**DATA PROVIDED:**
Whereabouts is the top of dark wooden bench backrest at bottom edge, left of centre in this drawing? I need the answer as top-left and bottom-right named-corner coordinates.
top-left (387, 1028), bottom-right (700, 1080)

* * *

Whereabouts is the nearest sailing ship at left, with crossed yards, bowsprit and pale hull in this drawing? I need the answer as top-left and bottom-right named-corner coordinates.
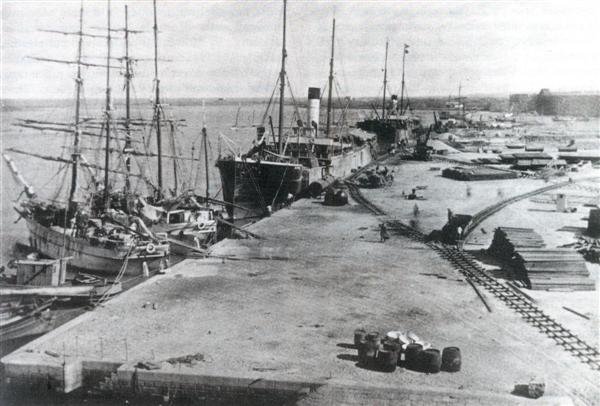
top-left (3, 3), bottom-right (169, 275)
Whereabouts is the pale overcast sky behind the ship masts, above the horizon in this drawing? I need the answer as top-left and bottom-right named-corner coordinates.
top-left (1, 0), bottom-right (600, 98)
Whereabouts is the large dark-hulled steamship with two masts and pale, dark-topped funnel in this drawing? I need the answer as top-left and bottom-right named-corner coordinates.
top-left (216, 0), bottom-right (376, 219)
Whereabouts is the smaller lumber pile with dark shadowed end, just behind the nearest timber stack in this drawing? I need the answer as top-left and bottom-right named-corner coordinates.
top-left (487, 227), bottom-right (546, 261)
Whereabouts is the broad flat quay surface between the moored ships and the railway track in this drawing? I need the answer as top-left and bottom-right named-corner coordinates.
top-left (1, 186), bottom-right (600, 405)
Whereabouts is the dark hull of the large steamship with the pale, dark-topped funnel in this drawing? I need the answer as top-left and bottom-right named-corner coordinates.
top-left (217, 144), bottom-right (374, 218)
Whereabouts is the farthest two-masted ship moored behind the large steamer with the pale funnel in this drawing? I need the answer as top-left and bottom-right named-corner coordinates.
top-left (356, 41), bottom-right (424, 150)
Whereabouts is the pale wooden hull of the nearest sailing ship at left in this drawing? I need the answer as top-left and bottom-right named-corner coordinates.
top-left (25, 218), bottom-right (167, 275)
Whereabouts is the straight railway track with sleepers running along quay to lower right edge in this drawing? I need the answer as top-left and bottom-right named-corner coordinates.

==

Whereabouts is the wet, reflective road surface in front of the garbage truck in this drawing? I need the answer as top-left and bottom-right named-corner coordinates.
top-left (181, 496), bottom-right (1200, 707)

**WORK INSTRUCTION:**
Please reproduce the lines from the line with "Whereabouts is the smaller" to the line with "Whereabouts is the straight", both ends included, exactly as they appear above.

**ANSWER BELOW:**
Whereabouts is the smaller lumber pile with dark shadowed end, just behind the nearest timber stack in this drawing? I need the answer as top-left and bottom-right named-corner coordinates.
top-left (487, 227), bottom-right (546, 261)
Whereabouts is the broad flat quay surface between the moored ships and the railway track in this drawing? I need the answer as top-left and bottom-right named-corner coordinates.
top-left (1, 186), bottom-right (600, 405)
Whereabouts is the dark hull of the large steamship with the pale, dark-topped funnel in this drawing? I need the answer as top-left and bottom-right named-corner coordinates.
top-left (217, 144), bottom-right (374, 218)
Whereabouts is the farthest two-masted ship moored behind the large steamer with the pale funnel in this drawing? I need the answer as top-left and bottom-right named-corner coordinates.
top-left (356, 41), bottom-right (424, 150)
Whereabouts is the pale wooden hull of the nearest sailing ship at left in this drawing? I need the answer as top-left and bottom-right named-corner coordinates.
top-left (25, 218), bottom-right (167, 275)
Whereabouts is the straight railway track with sleepers running along quay to lower right edge in this drawing? I need the answer as top-left and bottom-right named-corner coordinates.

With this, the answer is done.